Referring expression pointing data:

• • •

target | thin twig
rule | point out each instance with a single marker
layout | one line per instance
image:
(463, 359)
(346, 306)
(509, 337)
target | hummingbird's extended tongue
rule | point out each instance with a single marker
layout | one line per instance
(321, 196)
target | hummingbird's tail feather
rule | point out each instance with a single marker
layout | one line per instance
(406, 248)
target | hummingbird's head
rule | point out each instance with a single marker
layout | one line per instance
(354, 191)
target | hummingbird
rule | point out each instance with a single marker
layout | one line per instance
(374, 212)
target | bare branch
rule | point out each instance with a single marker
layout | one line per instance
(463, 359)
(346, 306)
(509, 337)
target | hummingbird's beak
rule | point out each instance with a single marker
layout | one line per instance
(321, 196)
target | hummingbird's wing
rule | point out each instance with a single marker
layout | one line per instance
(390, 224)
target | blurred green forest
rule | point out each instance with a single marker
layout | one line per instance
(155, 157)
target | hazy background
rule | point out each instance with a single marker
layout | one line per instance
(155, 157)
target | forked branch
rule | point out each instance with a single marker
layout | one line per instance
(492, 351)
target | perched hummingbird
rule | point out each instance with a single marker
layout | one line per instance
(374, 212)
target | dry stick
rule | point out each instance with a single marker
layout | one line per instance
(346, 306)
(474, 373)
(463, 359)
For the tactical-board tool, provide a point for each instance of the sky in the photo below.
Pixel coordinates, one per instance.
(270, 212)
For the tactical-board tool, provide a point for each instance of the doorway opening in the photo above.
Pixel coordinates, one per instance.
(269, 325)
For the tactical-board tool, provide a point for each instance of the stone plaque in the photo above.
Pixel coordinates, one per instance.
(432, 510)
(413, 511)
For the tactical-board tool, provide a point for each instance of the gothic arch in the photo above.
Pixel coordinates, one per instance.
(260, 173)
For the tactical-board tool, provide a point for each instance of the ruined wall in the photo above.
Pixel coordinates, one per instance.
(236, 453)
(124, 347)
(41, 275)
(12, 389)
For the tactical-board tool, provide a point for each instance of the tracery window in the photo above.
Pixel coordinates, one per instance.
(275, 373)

• • •

TASK DESCRIPTION:
If a line in the records contains the word "above", copy it.

EXERCISE SOLUTION:
For the tactical-board tool, provide a point for each instance of the doorway opening in the photo above.
For the tactical-board tool, provide a point for each instance of the stone plaque in the photo above.
For the tactical-board tool, provide a point for each instance of the gothic arch in the photo above.
For the tactical-board tool, provide a point for each instance of the ruined wall in the photo above.
For the tactical-board tool, provide a point for each instance of the tracery window in the photo above.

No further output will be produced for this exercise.